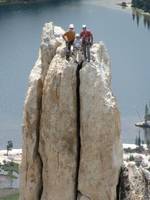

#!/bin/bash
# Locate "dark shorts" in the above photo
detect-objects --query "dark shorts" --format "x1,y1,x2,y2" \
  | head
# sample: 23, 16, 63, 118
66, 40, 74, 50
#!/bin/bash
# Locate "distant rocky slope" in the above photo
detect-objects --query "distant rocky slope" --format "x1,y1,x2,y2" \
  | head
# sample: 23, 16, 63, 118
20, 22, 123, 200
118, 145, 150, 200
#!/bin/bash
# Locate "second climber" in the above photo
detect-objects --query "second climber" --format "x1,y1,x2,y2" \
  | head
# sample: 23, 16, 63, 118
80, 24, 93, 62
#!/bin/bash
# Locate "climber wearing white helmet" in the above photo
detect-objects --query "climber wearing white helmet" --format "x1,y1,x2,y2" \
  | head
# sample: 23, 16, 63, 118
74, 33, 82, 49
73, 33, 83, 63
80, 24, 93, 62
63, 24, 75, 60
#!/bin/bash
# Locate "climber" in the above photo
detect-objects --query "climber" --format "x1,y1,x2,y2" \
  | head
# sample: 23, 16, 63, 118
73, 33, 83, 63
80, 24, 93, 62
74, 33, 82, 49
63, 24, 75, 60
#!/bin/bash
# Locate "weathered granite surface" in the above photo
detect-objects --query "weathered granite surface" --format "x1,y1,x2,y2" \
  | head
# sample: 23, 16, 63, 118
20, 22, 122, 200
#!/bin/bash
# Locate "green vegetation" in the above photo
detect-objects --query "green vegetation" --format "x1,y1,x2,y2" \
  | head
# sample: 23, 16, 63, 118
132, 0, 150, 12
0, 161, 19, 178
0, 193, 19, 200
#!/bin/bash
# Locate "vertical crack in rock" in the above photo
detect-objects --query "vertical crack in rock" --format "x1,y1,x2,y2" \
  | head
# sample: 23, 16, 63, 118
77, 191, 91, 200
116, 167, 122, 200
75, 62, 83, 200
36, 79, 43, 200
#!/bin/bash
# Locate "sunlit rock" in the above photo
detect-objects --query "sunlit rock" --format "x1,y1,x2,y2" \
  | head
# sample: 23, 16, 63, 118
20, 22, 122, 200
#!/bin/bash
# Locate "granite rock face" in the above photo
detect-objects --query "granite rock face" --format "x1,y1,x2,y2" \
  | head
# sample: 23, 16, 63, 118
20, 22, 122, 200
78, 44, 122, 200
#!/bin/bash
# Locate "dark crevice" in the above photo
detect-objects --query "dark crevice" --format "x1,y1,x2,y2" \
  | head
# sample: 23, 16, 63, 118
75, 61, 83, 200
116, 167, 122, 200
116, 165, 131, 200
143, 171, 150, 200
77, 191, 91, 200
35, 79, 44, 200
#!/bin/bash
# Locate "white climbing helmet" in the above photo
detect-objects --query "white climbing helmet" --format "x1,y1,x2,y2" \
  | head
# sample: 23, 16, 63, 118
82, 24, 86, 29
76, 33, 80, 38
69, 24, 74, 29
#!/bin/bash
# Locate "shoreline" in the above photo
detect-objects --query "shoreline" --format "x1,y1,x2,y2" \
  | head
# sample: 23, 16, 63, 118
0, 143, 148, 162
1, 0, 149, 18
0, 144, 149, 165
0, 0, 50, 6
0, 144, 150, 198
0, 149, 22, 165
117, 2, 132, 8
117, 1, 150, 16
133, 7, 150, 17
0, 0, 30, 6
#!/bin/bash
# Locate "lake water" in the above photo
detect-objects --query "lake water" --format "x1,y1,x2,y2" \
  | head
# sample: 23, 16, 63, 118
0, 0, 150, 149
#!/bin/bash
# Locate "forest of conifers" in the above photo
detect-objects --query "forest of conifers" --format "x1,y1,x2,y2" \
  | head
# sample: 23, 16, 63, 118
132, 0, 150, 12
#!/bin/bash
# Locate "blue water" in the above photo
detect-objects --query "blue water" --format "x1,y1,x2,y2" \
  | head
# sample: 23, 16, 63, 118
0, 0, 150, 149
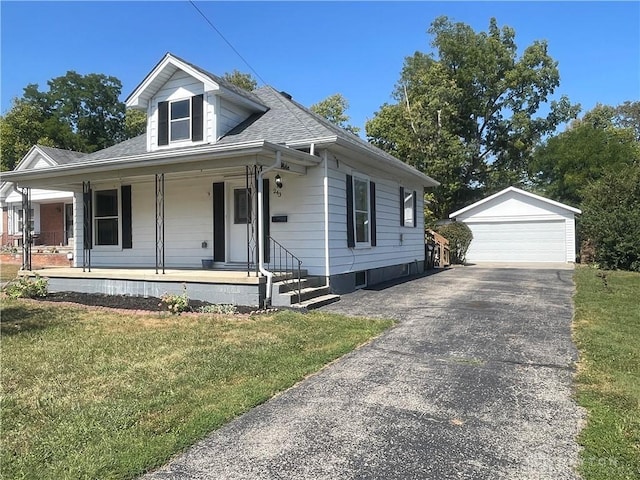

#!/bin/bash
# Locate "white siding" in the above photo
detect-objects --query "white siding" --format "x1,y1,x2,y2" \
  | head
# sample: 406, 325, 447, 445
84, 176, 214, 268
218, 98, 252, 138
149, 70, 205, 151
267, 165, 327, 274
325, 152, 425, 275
....
▶ What to do
Where does "wearing" occur in the data? Copy each line that has it.

▶ Finished task
# Locate "climber wearing white helmet" in the above photo
detect-objects --query "climber wearing white helmet" --format "x1,y1,x2,y2" \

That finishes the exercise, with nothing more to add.